══ Records for the exercise ══
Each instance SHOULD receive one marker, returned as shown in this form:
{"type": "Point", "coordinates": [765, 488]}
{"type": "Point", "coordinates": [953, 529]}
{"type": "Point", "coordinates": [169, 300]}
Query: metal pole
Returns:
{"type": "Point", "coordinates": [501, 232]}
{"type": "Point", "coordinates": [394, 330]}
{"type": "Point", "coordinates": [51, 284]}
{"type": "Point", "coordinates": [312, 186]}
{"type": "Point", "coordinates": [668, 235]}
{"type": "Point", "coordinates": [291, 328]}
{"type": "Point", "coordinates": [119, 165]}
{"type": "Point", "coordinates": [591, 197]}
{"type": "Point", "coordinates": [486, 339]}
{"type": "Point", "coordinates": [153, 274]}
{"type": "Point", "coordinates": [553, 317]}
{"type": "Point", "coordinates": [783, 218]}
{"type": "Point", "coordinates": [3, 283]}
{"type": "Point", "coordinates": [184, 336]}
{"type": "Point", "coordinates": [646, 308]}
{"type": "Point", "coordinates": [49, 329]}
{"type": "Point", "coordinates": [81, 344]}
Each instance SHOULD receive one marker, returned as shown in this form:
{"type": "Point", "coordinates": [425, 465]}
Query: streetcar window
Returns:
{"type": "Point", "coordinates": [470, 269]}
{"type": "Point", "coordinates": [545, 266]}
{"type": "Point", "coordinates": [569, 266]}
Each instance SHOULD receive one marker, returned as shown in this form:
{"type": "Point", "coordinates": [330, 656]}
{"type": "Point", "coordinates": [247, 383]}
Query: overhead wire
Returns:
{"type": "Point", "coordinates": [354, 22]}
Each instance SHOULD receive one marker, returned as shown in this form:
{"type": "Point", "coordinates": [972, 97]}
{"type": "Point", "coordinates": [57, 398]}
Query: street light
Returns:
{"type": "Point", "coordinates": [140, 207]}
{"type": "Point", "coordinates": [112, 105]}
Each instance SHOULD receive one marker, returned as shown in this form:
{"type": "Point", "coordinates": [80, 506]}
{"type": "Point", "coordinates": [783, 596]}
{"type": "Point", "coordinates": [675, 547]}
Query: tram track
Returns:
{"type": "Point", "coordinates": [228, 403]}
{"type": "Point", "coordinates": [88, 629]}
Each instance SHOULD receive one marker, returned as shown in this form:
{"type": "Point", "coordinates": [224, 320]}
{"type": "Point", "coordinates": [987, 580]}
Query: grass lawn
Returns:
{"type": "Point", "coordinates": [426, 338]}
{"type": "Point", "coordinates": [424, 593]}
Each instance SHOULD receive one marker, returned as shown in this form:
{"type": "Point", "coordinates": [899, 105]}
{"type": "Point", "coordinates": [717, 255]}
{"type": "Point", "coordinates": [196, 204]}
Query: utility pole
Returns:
═══
* Work request
Taking the entries above, write out exactly the lines starting with the line containing "Query: overhead wire" and going on through the line containing "Query: tram track", both included, and nothing else.

* Response
Query: overhead wire
Returns:
{"type": "Point", "coordinates": [354, 22]}
Each instance SHOULD receive one marker, returned as shown in this form:
{"type": "Point", "coordinates": [972, 97]}
{"type": "Point", "coordinates": [57, 398]}
Query: street light
Returns:
{"type": "Point", "coordinates": [140, 207]}
{"type": "Point", "coordinates": [112, 105]}
Each instance SHOULD receive one marker, returned as shown in this form:
{"type": "Point", "coordinates": [80, 506]}
{"type": "Point", "coordinates": [783, 596]}
{"type": "Point", "coordinates": [675, 547]}
Query: tram track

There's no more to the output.